(REQUIREMENT):
Beneath this task is a listing; retype all of it exactly.

Stored records:

.....

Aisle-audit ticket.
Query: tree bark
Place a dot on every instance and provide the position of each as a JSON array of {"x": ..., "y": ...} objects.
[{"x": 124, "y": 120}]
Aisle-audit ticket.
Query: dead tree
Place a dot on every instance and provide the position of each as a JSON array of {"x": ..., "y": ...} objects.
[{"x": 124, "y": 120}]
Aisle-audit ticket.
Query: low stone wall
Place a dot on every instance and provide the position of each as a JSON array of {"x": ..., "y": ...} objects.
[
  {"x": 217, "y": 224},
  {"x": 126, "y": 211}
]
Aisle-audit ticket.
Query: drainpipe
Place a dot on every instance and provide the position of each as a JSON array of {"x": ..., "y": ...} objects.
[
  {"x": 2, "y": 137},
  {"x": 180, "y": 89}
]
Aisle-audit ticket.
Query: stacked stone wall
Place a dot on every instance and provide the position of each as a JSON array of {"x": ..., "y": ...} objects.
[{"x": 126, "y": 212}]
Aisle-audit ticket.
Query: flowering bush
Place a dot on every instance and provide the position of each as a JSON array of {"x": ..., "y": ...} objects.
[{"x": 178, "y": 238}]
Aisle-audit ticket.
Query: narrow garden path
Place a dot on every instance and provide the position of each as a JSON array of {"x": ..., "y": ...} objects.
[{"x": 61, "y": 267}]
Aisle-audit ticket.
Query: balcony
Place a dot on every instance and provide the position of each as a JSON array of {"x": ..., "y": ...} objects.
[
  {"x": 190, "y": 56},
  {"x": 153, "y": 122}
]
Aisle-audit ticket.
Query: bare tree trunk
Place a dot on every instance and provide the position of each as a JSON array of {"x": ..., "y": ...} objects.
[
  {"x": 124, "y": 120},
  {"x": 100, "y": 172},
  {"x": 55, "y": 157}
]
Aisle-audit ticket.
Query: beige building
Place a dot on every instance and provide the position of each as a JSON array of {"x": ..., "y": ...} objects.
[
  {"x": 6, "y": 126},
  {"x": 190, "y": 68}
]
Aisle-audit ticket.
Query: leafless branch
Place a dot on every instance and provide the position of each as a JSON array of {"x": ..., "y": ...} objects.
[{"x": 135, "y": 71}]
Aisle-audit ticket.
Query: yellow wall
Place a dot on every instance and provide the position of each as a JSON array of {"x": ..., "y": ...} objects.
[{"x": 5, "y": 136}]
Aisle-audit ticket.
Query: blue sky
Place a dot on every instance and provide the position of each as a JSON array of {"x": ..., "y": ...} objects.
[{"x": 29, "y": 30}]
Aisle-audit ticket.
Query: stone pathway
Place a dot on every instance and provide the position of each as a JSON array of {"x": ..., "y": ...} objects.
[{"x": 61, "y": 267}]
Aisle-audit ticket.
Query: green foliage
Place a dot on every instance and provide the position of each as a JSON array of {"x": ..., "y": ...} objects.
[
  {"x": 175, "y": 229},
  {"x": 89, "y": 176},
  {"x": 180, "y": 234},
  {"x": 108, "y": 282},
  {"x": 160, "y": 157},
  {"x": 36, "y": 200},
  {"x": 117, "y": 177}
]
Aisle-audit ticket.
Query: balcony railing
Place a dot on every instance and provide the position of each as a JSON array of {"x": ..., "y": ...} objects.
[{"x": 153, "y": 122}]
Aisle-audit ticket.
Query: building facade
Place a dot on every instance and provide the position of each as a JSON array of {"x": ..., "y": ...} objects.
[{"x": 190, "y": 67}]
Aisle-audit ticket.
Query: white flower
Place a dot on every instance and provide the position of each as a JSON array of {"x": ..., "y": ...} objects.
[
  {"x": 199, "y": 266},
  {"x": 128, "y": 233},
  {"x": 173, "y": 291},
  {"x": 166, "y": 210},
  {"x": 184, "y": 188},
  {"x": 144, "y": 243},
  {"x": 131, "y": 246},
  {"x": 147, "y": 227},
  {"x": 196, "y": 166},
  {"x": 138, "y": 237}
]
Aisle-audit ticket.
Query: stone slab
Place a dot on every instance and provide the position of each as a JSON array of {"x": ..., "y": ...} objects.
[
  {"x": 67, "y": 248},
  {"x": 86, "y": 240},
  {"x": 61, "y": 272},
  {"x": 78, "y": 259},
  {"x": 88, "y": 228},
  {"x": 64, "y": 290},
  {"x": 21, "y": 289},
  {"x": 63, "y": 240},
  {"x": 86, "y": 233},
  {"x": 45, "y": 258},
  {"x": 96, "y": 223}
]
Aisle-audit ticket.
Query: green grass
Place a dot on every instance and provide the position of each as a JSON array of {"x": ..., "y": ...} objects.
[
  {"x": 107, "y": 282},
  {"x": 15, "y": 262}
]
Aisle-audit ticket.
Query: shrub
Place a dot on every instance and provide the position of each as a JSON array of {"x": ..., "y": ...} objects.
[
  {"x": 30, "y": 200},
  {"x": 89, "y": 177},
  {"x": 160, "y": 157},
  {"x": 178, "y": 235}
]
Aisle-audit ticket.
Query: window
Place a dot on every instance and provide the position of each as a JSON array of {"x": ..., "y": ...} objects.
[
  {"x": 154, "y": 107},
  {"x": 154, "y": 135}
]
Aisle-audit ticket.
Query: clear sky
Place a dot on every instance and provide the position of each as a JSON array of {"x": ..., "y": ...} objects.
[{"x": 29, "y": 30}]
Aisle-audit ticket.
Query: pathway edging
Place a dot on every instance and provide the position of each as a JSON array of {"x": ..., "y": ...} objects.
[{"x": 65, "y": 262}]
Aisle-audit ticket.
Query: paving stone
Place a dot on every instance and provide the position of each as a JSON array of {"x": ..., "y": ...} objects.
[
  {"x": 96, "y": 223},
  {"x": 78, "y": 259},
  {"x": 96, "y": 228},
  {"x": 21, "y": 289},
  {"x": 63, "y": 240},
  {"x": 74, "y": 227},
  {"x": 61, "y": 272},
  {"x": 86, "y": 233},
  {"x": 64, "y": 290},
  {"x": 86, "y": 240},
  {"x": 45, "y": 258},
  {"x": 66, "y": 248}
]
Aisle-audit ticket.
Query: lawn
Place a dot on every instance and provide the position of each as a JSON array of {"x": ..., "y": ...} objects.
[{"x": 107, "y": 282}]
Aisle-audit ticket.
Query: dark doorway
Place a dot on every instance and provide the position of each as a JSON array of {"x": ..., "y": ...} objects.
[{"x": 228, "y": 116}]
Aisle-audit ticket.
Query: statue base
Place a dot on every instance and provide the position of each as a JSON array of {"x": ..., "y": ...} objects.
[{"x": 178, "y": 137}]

.....

(RESPONSE BELOW):
Aisle-audit ticket.
Query: tree bark
Place a dot on every instance and provide the position of each as a JSON array of {"x": ..., "y": ...} objects.
[{"x": 124, "y": 120}]
Aisle-audit ticket.
Query: dead tree
Place a dot on every instance and provide the position of each as a JSON array of {"x": ..., "y": ...} objects.
[{"x": 124, "y": 120}]
Aisle-audit ticket.
Query: low stone wall
Place a dot on every instance and provide the position of each as a JSON array of {"x": ..., "y": ...} objects.
[
  {"x": 217, "y": 224},
  {"x": 126, "y": 211}
]
Aisle-audit ticket.
Query: drainpipe
Place a dot on every instance and provide the position of each as a JSON array of {"x": ..., "y": ...} objects.
[
  {"x": 2, "y": 137},
  {"x": 180, "y": 89}
]
Aisle-audit ticket.
Query: stacked stone wall
Place a dot on every instance and provide the position of each as a JSON array of {"x": ..., "y": ...} objects.
[{"x": 126, "y": 212}]
Aisle-audit ticket.
Query: flowering bush
Place a dot on every instance and provide the position of each as a JSON array of {"x": ..., "y": ...} objects.
[{"x": 178, "y": 238}]
Aisle-audit ticket.
Query: narrow garden path
Place a dot on every instance and provide the position of each as a JSON array of {"x": ..., "y": ...} objects.
[{"x": 61, "y": 267}]
Aisle-audit ticket.
Query: balcony
Place a dot on every instance and provide the position of each as a JSON array of {"x": ..., "y": ...} objects.
[
  {"x": 190, "y": 56},
  {"x": 153, "y": 122}
]
Aisle-audit ticket.
Query: bare tree trunk
Place a dot on every instance and provide the position of each as a JSON array of {"x": ..., "y": ...} objects.
[
  {"x": 124, "y": 120},
  {"x": 100, "y": 172},
  {"x": 55, "y": 157}
]
Aisle-audit ticket.
Query: beige building
Place a dot on every instance and provide the position of each as a JSON array of {"x": ..., "y": ...} objects.
[
  {"x": 6, "y": 126},
  {"x": 190, "y": 68}
]
Aisle-audit ticket.
Query: leafless branch
Place a dot on every instance and provide the position of each as a JSON array of {"x": ..., "y": ...} objects.
[{"x": 135, "y": 71}]
Aisle-audit ticket.
Query: yellow wall
Place a dot on every instance and provide the position of each as a JSON array of {"x": ..., "y": ...} objects.
[{"x": 5, "y": 136}]
Aisle-audit ticket.
Query: blue sky
Place a dot on every instance and provide the position of each as a JSON array of {"x": ..., "y": ...} objects.
[{"x": 29, "y": 30}]
Aisle-audit ticket.
Query: stone pathway
Place a dot on every instance and provide the position of each as a JSON array of {"x": ..., "y": ...} objects.
[{"x": 61, "y": 267}]
Aisle-audit ticket.
Query: green foliage
Place a dot on every instance and provide the position of each as a JSON array of {"x": ..., "y": ...} objects.
[
  {"x": 175, "y": 229},
  {"x": 89, "y": 176},
  {"x": 180, "y": 234},
  {"x": 108, "y": 282},
  {"x": 160, "y": 157},
  {"x": 36, "y": 200},
  {"x": 117, "y": 177}
]
Aisle-audit ticket.
Query: balcony railing
Place a dot on every instance and provide the position of each as a JSON array of {"x": ..., "y": ...} objects.
[{"x": 153, "y": 122}]
Aisle-audit ticket.
Query: building facade
Place a dot on every instance and provide the position of each as a JSON array of {"x": ..., "y": ...} objects.
[{"x": 190, "y": 67}]
Aisle-audit ticket.
Query: white flower
Place a dot on every instance and provide the position of each as a JSON array of {"x": ..., "y": ...} objects.
[
  {"x": 199, "y": 266},
  {"x": 128, "y": 233},
  {"x": 173, "y": 291},
  {"x": 166, "y": 210},
  {"x": 184, "y": 188},
  {"x": 144, "y": 243},
  {"x": 131, "y": 246},
  {"x": 147, "y": 227},
  {"x": 196, "y": 166},
  {"x": 138, "y": 237}
]
Aisle-audit ticket.
Query: stone slab
Place a dot on every instance and provide the position of each as a JSON array of {"x": ..., "y": ...} objects.
[
  {"x": 67, "y": 248},
  {"x": 86, "y": 240},
  {"x": 61, "y": 272},
  {"x": 78, "y": 259},
  {"x": 88, "y": 228},
  {"x": 64, "y": 290},
  {"x": 21, "y": 289},
  {"x": 63, "y": 240},
  {"x": 86, "y": 233},
  {"x": 45, "y": 258},
  {"x": 96, "y": 223}
]
Aisle-audit ticket.
Query: green grass
Place a dot on every instance and provide the position of each as a JSON array of {"x": ..., "y": ...} objects.
[
  {"x": 107, "y": 282},
  {"x": 15, "y": 262}
]
Aisle-audit ticket.
Query: shrub
Place a dot on every instance and provide the position of each as a JSON array of {"x": ..., "y": ...} objects.
[
  {"x": 30, "y": 200},
  {"x": 89, "y": 177},
  {"x": 160, "y": 157},
  {"x": 178, "y": 235}
]
Aisle-audit ticket.
Query: window
Place a dot on every instance and provide the position of each as a JSON array of {"x": ..., "y": ...} objects.
[
  {"x": 154, "y": 107},
  {"x": 154, "y": 135}
]
Aisle-audit ticket.
Query: clear sky
Place a dot on every instance and provide the position of each as a JSON array of {"x": ..., "y": ...} objects.
[{"x": 29, "y": 30}]
Aisle-audit ticket.
Query: pathway edging
Place a dot on every instance and provide the position of each as a JSON array of {"x": ..., "y": ...} objects.
[{"x": 65, "y": 262}]
Aisle-audit ticket.
Query: paving stone
Place a dot on every instance and provide the position of each as a JSON array of {"x": ..., "y": ...} objects.
[
  {"x": 96, "y": 223},
  {"x": 78, "y": 259},
  {"x": 96, "y": 228},
  {"x": 21, "y": 289},
  {"x": 63, "y": 240},
  {"x": 74, "y": 227},
  {"x": 61, "y": 272},
  {"x": 86, "y": 233},
  {"x": 64, "y": 290},
  {"x": 86, "y": 240},
  {"x": 45, "y": 258},
  {"x": 66, "y": 248}
]
Aisle-audit ticket.
Query: lawn
Place a dot on every instance and provide the position of each as a JSON array of {"x": ..., "y": ...} objects.
[{"x": 107, "y": 282}]
Aisle-audit ticket.
Query: dark doorway
Place a dot on every instance and provide the position of each as a JSON array of {"x": ..., "y": ...} objects.
[{"x": 228, "y": 116}]
Aisle-audit ticket.
Query: statue base
Place a dot on every instance and provide the position of each as a JSON array of {"x": ..., "y": ...} objects.
[{"x": 178, "y": 137}]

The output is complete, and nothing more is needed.